===== PROVIDED DATA

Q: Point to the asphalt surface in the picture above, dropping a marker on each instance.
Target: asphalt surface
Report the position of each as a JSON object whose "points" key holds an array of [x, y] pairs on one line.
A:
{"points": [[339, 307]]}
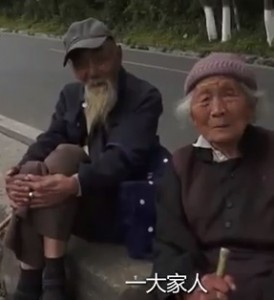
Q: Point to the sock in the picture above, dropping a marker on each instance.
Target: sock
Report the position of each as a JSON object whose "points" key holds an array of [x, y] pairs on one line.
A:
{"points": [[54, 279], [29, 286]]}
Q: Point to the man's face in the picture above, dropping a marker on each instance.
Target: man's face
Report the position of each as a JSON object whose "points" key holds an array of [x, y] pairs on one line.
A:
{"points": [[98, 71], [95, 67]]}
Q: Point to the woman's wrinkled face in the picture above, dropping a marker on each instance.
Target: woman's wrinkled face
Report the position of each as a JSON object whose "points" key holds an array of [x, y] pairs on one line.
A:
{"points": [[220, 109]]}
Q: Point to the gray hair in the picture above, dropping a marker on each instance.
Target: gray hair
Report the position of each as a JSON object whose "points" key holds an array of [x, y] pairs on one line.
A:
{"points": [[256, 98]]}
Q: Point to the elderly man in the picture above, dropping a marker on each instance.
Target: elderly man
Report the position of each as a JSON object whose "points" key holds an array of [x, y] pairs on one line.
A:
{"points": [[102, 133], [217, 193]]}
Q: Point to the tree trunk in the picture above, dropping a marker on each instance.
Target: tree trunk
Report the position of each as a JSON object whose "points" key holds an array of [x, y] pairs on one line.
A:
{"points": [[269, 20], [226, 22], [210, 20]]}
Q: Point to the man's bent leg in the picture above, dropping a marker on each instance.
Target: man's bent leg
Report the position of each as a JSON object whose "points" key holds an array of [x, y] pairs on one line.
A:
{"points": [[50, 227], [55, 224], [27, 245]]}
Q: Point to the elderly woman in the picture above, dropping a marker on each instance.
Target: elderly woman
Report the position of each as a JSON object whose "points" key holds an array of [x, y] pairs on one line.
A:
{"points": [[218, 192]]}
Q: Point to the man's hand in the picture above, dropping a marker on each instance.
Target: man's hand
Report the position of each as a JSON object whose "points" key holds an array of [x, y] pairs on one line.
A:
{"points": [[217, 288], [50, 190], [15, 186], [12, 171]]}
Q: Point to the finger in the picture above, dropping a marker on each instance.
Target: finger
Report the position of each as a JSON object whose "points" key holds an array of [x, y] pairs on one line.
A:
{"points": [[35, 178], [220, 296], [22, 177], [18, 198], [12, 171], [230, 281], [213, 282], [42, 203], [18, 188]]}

==========
===== PROVIDED DATA

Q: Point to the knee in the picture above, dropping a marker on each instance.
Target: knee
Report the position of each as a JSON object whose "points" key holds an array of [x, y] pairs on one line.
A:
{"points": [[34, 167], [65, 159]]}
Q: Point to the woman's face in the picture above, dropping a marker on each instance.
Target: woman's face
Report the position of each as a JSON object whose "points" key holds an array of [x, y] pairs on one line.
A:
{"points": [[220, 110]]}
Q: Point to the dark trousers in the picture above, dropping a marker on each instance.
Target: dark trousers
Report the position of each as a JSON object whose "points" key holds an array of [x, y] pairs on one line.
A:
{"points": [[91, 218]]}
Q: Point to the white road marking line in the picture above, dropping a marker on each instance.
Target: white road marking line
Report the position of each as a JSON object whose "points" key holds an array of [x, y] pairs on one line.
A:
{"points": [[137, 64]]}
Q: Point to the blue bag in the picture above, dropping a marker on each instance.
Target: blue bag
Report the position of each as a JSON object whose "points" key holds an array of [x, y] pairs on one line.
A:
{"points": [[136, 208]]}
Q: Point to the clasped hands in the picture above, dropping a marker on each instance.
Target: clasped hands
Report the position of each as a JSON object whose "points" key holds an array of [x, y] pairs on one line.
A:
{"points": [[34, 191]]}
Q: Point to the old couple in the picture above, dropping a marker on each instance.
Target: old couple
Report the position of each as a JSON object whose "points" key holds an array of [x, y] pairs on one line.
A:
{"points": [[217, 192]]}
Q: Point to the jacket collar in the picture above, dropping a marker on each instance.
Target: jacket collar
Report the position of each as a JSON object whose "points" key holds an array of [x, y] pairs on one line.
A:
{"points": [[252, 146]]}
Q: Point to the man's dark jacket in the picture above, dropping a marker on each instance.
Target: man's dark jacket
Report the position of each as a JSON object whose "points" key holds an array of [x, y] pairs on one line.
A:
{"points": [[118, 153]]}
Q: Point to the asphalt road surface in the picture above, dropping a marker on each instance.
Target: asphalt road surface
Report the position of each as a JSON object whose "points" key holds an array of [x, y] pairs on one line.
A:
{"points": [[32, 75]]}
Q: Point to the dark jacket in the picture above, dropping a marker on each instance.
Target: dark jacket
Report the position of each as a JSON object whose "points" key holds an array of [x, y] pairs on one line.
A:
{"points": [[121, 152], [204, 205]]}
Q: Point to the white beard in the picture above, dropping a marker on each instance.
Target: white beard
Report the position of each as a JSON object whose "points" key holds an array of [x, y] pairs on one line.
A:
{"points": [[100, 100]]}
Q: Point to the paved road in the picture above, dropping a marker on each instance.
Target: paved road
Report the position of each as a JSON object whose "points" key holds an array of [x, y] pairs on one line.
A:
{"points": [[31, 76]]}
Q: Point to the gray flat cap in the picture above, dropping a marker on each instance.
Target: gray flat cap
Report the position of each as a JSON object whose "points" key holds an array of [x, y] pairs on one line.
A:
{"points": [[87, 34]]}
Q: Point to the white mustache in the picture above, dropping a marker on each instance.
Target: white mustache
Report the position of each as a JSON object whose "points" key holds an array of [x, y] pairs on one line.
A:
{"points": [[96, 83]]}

==========

▸ WHAT THIS TASK INVOLVES
Look through the entries above, and wherever a line holds the string "clasped", copy it.

▸ TASK SOLUTION
Q: Point to the clasped hands in the picture above, dropping a marker on each instance.
Target: clasped hands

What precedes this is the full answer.